More from Jane Roberts' Seth on abortion:
https://speakingofseth.com/index.php?topic=1549.0
Also relating to the issue, from the book Seth Speaks:
"The atoms that compose the fetus have their own kind of consciousness. The volatile
awareness-consciousnesses that exist independently of matter, form matter according
to their ability and degree. The fetus, therefore, has its own consciousness, the simple
component consciousness made up of the atoms that compose it. This exists before any
reincarnating personality enters it. The consciousness of matter is present in any
matter - a fetus, a rock, a blade of grass, a nail.
The reincarnating personality enters the new fetus according to its own inclinations,
desires, and characteristics, with some built-in safeguards. However there is no rule,
then, saying that the reincarnating personality must take over the new form prepared
for it either at the point of conception, in the very earliest months of the fetus's growth,
or even at the point of birth.
The process is gradual, individual and determined by experience in other lives. It is
particularly dependent upon emotional characteristics - not necessarily of the last
incarnated self, but the emotional tensions present as a result of a group of past
existences.
Various methods of entry are adopted. If there is a strong relationship between the
parents and the child-to-be, then the personality may enter at the point of conception if
he is extremely anxious to rejoin them. Even here, however, large portions of self-awareness
continue to operate in the between-life dimension.

▸ **Given records**
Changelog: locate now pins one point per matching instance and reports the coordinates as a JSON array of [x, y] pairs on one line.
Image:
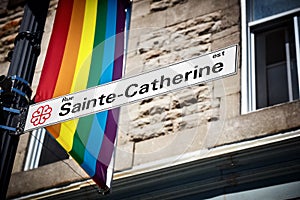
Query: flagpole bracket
[[14, 103], [33, 38]]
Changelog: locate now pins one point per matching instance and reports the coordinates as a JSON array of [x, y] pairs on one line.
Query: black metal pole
[[19, 78]]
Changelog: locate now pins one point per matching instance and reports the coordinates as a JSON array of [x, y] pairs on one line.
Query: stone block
[[140, 8], [124, 156], [252, 125], [153, 21], [134, 66], [230, 106], [226, 41]]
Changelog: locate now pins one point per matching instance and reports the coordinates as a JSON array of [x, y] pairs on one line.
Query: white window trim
[[248, 93]]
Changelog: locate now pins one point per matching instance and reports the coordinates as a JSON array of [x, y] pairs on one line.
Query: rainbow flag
[[86, 49]]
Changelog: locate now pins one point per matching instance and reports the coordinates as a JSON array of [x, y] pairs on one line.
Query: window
[[271, 59]]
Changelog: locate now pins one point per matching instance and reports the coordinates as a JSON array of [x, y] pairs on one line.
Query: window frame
[[248, 79]]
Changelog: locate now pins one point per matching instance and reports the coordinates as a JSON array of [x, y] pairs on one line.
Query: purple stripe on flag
[[107, 147]]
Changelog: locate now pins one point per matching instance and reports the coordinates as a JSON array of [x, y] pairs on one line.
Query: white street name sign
[[212, 66]]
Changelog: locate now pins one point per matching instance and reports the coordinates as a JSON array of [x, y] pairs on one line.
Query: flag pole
[[15, 91]]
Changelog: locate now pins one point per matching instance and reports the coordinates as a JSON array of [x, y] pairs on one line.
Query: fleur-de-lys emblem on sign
[[41, 115]]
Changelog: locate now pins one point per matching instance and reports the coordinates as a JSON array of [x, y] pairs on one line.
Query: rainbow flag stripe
[[86, 49]]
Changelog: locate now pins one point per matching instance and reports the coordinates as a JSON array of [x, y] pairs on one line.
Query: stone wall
[[194, 119], [163, 33]]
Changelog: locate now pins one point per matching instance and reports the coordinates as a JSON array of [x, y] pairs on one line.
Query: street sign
[[212, 66]]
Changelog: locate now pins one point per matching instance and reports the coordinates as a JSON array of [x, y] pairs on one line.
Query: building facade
[[236, 137]]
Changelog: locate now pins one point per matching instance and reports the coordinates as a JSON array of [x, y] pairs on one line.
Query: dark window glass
[[275, 63], [266, 8]]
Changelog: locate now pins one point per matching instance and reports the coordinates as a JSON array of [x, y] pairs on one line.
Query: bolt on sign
[[209, 67]]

▸ **Goals**
**A)** Retype the Seth Speaks excerpt from "The reincarnating personality enters" up to and including "point of birth.".
**B)** For each statement, say yes or no as to whether the Seth Speaks excerpt agrees with it, and quote the words of the excerpt that decide it. (i) The consciousness of matter is present in a rock. (ii) The reincarnating personality must take over the new form at the point of conception. (iii) The entry process depends chiefly on the emotional characteristics of the last incarnated self alone.
None of the data is needed here.

▸ **Expected outputs**
**A)**
The reincarnating personality enters the new fetus according to its own inclinations,
desires, and characteristics, with some built-in safeguards. However there is no rule,
then, saying that the reincarnating personality must take over the new form prepared
for it either at the point of conception, in the very earliest months of the fetus's growth,
or even at the point of birth.

**B)**
(i) Yes: "The consciousness of matter is present in any matter - a fetus, a rock, a blade of grass, a nail."
(ii) No: "there is no rule, then, saying that the reincarnating personality must take over the new form prepared for it either at the point of conception"
(iii) No: "not necessarily of the last incarnated self, but the emotional tensions present as a result of a group of past existences"